Reproduce the following material exactly, including every line.

:: DATA FOR REVIEW

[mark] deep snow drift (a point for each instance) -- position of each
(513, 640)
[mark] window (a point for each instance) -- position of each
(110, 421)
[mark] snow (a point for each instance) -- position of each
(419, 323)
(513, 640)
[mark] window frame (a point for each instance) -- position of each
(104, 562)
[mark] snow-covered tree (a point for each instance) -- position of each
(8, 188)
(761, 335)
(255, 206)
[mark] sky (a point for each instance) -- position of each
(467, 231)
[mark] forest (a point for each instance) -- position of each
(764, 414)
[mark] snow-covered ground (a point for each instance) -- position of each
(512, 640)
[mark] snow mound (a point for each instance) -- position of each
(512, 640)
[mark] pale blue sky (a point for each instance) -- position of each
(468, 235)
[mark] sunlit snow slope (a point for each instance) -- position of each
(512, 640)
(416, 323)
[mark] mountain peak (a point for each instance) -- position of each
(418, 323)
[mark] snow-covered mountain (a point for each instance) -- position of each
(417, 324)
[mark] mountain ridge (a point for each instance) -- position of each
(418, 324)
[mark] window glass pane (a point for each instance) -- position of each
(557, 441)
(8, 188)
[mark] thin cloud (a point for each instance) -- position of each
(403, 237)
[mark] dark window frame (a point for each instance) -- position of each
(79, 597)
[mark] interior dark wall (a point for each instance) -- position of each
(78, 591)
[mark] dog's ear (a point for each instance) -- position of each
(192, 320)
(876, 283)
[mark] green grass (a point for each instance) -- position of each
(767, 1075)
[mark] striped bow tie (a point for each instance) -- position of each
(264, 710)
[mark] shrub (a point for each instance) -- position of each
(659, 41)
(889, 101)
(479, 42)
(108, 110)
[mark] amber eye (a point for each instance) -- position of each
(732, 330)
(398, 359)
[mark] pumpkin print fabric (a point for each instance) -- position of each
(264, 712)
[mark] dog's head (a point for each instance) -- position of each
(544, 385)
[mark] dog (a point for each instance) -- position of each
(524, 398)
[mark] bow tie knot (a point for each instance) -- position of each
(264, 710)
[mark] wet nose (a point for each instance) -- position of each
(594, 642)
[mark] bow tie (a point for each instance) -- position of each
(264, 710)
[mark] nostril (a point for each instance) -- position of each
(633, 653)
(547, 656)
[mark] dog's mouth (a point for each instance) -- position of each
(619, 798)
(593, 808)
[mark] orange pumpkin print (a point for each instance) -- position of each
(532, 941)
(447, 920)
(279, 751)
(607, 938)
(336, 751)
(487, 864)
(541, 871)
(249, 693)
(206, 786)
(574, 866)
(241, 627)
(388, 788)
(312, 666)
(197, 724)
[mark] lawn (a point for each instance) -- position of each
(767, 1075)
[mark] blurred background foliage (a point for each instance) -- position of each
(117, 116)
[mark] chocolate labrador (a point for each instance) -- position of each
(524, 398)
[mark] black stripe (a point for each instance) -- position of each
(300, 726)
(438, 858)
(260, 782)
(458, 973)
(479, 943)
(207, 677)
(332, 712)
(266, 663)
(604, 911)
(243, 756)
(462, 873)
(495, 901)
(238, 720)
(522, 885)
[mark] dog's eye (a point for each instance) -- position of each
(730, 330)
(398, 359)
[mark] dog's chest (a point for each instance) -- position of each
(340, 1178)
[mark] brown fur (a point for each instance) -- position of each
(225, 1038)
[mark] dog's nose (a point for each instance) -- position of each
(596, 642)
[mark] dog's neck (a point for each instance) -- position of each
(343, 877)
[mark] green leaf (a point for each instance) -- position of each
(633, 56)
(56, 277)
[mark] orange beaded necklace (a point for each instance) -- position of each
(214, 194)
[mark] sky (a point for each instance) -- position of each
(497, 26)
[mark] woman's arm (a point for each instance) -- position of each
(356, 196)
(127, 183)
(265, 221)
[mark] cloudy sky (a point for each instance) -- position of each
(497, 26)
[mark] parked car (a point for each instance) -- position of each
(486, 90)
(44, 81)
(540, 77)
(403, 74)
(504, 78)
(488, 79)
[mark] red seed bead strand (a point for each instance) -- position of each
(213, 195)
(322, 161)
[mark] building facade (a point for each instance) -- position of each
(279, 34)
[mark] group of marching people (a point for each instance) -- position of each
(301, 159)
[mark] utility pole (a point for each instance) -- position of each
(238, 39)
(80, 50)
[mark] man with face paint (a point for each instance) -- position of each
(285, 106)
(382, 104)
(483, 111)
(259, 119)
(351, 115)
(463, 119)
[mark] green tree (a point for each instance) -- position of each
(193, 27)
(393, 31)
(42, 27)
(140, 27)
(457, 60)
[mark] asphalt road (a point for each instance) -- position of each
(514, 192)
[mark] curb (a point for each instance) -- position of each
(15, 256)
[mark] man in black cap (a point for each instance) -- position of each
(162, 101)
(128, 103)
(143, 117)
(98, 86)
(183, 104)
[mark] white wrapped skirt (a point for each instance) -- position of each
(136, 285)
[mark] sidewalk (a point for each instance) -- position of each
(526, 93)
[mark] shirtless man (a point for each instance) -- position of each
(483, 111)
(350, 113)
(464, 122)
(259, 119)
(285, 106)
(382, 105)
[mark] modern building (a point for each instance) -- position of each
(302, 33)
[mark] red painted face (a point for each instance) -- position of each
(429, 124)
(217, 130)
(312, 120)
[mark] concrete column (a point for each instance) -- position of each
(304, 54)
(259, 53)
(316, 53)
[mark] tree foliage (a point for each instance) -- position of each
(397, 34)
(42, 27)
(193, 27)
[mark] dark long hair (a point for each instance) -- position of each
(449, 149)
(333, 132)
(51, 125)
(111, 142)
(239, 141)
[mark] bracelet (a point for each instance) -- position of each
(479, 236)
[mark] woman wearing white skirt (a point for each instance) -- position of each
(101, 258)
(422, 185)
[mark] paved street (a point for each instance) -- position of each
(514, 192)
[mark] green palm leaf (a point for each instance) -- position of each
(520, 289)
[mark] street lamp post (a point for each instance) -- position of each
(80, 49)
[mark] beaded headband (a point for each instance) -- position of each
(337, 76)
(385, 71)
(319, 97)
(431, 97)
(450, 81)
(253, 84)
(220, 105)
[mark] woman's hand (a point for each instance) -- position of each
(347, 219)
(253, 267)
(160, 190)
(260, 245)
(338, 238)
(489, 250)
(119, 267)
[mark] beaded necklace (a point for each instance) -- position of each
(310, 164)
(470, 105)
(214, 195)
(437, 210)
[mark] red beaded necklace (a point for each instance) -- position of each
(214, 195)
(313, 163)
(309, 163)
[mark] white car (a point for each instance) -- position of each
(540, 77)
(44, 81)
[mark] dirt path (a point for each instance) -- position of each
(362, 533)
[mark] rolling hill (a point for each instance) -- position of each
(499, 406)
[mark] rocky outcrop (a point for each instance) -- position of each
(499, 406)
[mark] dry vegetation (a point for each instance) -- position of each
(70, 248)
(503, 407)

::::

- [OUTPUT OF THE EXERCISE]
[mark] deep snow drift (a point for each instance) -- position of each
(513, 640)
[mark] window (a point for each instance) -- position of each
(110, 421)
[mark] snow (a point for each instance) -- position of each
(419, 323)
(513, 640)
[mark] window frame (a point for each instance) -- position of each
(104, 562)
[mark] snow-covered tree (a point for each instance) -- position of each
(8, 188)
(761, 335)
(255, 206)
[mark] sky (a point for each instance) -- position of each
(467, 231)
[mark] forest (a point for each instance) -- position of each
(764, 414)
[mark] snow-covered ground (a point for each instance) -- position of each
(512, 640)
[mark] snow mound (a point for each instance) -- position of each
(512, 640)
[mark] pale blue sky (a point for each instance) -- position of each
(468, 235)
[mark] sunlit snow slope (a point for each instance) -- position of each
(512, 640)
(416, 323)
[mark] mountain peak (a point for each instance) -- position of each
(418, 323)
[mark] snow-covered mountain (a point for each instance) -- position of each
(417, 324)
[mark] mountain ridge (a point for each instance) -- position of each
(418, 324)
[mark] window glass pane (a point for each instance) -- position of each
(557, 441)
(8, 188)
[mark] thin cloud (a point for each instance) -- position of each
(403, 237)
[mark] dark window frame (a point for each instance) -- position of each
(79, 597)
[mark] interior dark wall (a point for each instance) -- position of each
(78, 591)
[mark] dog's ear (a point for each instance) -- position of each
(192, 320)
(876, 283)
[mark] green grass (a point for each instance) -- position of each
(767, 1075)
[mark] striped bow tie (a point for each instance) -- position of each
(264, 710)
[mark] shrub (a point for each instance) -- position of each
(659, 41)
(889, 101)
(479, 42)
(108, 110)
[mark] amber eye (a point for each instance) -- position of each
(732, 330)
(398, 359)
[mark] pumpkin print fabric (a point for each instance) -- position of each
(264, 712)
[mark] dog's head (a point for each instance) -- position of each
(544, 385)
[mark] dog (a point for each instance) -- position of each
(524, 398)
[mark] bow tie knot (a point for each instance) -- position of each
(264, 710)
[mark] wet nose (a point for each instance) -- position of each
(594, 642)
[mark] bow tie (a point for each instance) -- position of each
(264, 710)
[mark] nostril (a point for each instance) -- position of each
(633, 653)
(547, 656)
[mark] dog's mouth (a point for each instance) -- position of each
(619, 798)
(593, 808)
[mark] orange pumpkin print (a point for each instance) -- position of each
(532, 941)
(447, 920)
(279, 751)
(607, 938)
(336, 751)
(487, 864)
(541, 871)
(249, 693)
(206, 786)
(574, 866)
(241, 627)
(388, 788)
(312, 666)
(197, 724)
[mark] lawn (a point for each instance) -- position of each
(767, 1075)
[mark] blurred background foliage (a point for each instance) -- position of each
(117, 116)
[mark] chocolate labrador (a point for each instance) -- position of each
(524, 398)
[mark] black stripe (a point for each instance) -- position of each
(300, 726)
(438, 858)
(260, 782)
(458, 973)
(479, 943)
(207, 677)
(332, 712)
(266, 663)
(604, 911)
(243, 756)
(462, 873)
(495, 901)
(238, 720)
(522, 885)
[mark] dog's eye (a point for each instance) -- position of each
(730, 330)
(398, 359)
[mark] dog's chest (a point for each instance) -- position of each
(340, 1178)
[mark] brown fur (a point for each instance) -- position of each
(225, 1038)
[mark] dog's nose (a point for each instance) -- position of each
(596, 642)
[mark] dog's neck (a point for each instance) -- position of each
(343, 877)
[mark] green leaf (a point for each instance) -- position of each
(633, 56)
(56, 277)
[mark] orange beaded necklace (a point for each instance) -- position of each
(214, 194)
[mark] sky (a point for each instance) -- position of each
(497, 26)
[mark] woman's arm (a point for each instance) -- position of each
(356, 196)
(127, 183)
(265, 221)
[mark] cloudy sky (a point for each instance) -- position of each
(497, 26)
[mark] parked car (a point for each instance) -- position of each
(486, 90)
(44, 81)
(540, 77)
(403, 74)
(504, 78)
(488, 79)
[mark] red seed bead strand (a point for each instance) -- position of each
(213, 195)
(322, 161)
[mark] building facade (a point for each instance) -- position of each
(279, 34)
[mark] group of marching people (a point for each instance) -- position of each
(301, 159)
[mark] utility pole (a point for each instance) -- position of each
(238, 39)
(80, 50)
[mark] man with face paint (a point for each instance) -- position of each
(285, 106)
(382, 104)
(483, 111)
(259, 119)
(351, 115)
(463, 119)
[mark] green tree (a point for each instance) -- position of each
(193, 27)
(393, 31)
(42, 27)
(140, 27)
(457, 60)
[mark] asphalt road (a point for each instance) -- position of each
(514, 192)
[mark] curb (a point for each instance) -- position of each
(15, 256)
[mark] man in black cap (a point for each instance) -- position of each
(162, 101)
(128, 103)
(143, 117)
(98, 86)
(183, 104)
[mark] white wrapped skirt (a point for each instance) -- position of each
(136, 285)
[mark] sidewalk (a point for each instance) -- position of each
(526, 93)
[mark] shirtless man (a point for each instance) -- position of each
(483, 111)
(350, 113)
(464, 122)
(259, 119)
(285, 106)
(382, 105)
[mark] modern building (a point for each instance) -- position of each
(302, 33)
[mark] red painted face (a point for each instance) -- position of each
(429, 124)
(217, 130)
(312, 120)
[mark] concrete column (a point for each instance) -- position of each
(304, 54)
(259, 53)
(316, 53)
[mark] tree foliage (a point for each instance) -- position of each
(397, 34)
(42, 27)
(193, 27)
[mark] dark long hair (a point for each instance) -- position of each
(449, 149)
(333, 132)
(51, 125)
(111, 142)
(239, 141)
[mark] bracelet (a point for each instance) -- position of each
(479, 236)
[mark] woman wearing white skirt (a point for each instance) -- position of each
(101, 258)
(422, 185)
[mark] paved street (a point for each instance) -- position of each
(514, 192)
[mark] green palm leaf (a point for each instance) -- position of each
(520, 289)
[mark] street lamp post (a point for each instance) -- position of each
(80, 49)
[mark] beaded headband (a point for each instance) -- position of each
(337, 76)
(385, 71)
(319, 97)
(431, 97)
(450, 81)
(253, 84)
(220, 105)
[mark] woman's hand (a point for each instance) -- position of each
(347, 219)
(253, 267)
(160, 190)
(260, 245)
(338, 238)
(489, 250)
(119, 267)
[mark] beaded necklace (a point for each instance) -- position of each
(310, 164)
(470, 105)
(214, 195)
(437, 210)
[mark] red beaded necklace (a point for each instance) -- position of each
(214, 195)
(313, 163)
(309, 163)
[mark] white car (a point for each instance) -- position of each
(540, 77)
(44, 81)
[mark] dirt path (a point for each instance) -- position of each
(362, 533)
[mark] rolling hill (a point for each instance) -- position of each
(499, 406)
[mark] rocky outcrop (a point for each instance) -- position of each
(499, 406)
[mark] dry vegetation (a point for each instance) -- position of each
(70, 248)
(503, 407)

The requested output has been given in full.